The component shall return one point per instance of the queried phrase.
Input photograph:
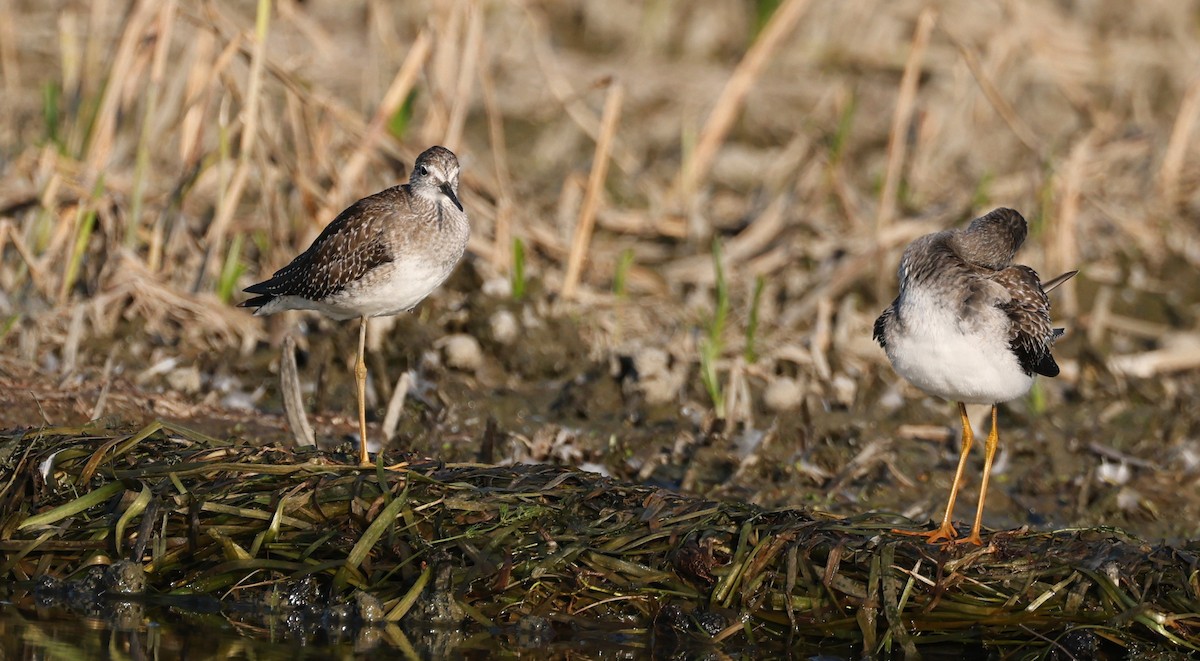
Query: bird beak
(449, 193)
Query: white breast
(959, 361)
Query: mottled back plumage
(382, 254)
(970, 275)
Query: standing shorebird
(382, 256)
(970, 326)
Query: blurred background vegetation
(685, 217)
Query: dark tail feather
(1049, 286)
(1047, 366)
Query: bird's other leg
(946, 532)
(360, 382)
(989, 449)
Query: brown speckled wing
(345, 251)
(1029, 312)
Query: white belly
(937, 356)
(390, 289)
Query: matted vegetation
(491, 548)
(685, 217)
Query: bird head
(436, 175)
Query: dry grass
(193, 136)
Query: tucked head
(436, 173)
(990, 241)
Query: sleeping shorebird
(382, 256)
(970, 326)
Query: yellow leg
(946, 532)
(360, 382)
(989, 454)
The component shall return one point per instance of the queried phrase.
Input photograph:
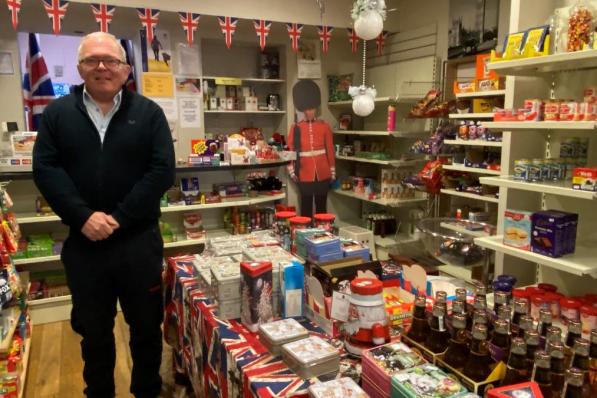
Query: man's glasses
(110, 63)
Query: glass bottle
(525, 325)
(520, 309)
(558, 369)
(501, 339)
(457, 352)
(500, 299)
(554, 334)
(533, 342)
(437, 339)
(574, 332)
(542, 372)
(420, 327)
(574, 383)
(478, 361)
(544, 321)
(516, 370)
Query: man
(103, 158)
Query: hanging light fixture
(368, 17)
(363, 97)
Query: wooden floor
(56, 367)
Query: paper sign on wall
(158, 85)
(189, 112)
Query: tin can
(535, 170)
(521, 169)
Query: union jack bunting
(149, 20)
(262, 28)
(294, 31)
(190, 23)
(380, 41)
(103, 14)
(325, 34)
(56, 10)
(228, 26)
(354, 39)
(14, 6)
(38, 91)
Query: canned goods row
(537, 170)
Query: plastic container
(311, 357)
(324, 221)
(256, 294)
(339, 388)
(274, 335)
(570, 309)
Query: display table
(222, 358)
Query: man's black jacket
(125, 176)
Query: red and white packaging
(590, 94)
(568, 109)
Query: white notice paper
(189, 112)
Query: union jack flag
(294, 31)
(149, 20)
(354, 39)
(325, 34)
(190, 23)
(262, 28)
(38, 91)
(56, 10)
(380, 41)
(228, 26)
(14, 6)
(103, 15)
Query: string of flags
(104, 14)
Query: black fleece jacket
(125, 176)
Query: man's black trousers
(126, 267)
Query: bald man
(103, 158)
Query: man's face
(102, 79)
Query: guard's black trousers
(126, 267)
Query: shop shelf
(539, 126)
(250, 112)
(394, 163)
(580, 263)
(13, 313)
(36, 260)
(245, 79)
(382, 202)
(25, 362)
(562, 188)
(470, 169)
(484, 198)
(474, 143)
(546, 64)
(471, 115)
(225, 203)
(492, 93)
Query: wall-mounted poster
(157, 55)
(473, 27)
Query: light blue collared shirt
(98, 118)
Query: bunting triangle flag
(325, 34)
(56, 10)
(190, 23)
(354, 39)
(380, 41)
(103, 15)
(228, 26)
(149, 20)
(262, 28)
(294, 31)
(14, 6)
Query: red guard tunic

## Requirements
Reproduce every line in the stretch from the line containing "Query: black fleece jacket" through the end of the records, and shift each answer coordinate by adding 33 to both of its numbers.

## Complete output
Query: black fleece jacket
(158, 209)
Query: man's black trousers
(159, 300)
Query: bald man
(136, 191)
Query: man's face
(135, 112)
Query: guard's black trousers
(159, 300)
Query: shop shelf
(572, 159)
(283, 145)
(427, 196)
(613, 296)
(46, 346)
(69, 293)
(278, 112)
(415, 235)
(58, 395)
(595, 221)
(503, 202)
(517, 231)
(507, 176)
(579, 97)
(504, 148)
(258, 236)
(525, 126)
Query: wall-mounted poster
(190, 88)
(506, 60)
Query: light blue collared shirt
(131, 151)
Query: bunting triangle flag
(358, 67)
(89, 43)
(223, 56)
(387, 72)
(413, 74)
(136, 48)
(261, 59)
(182, 53)
(295, 61)
(327, 64)
(47, 39)
Query: red guard tunic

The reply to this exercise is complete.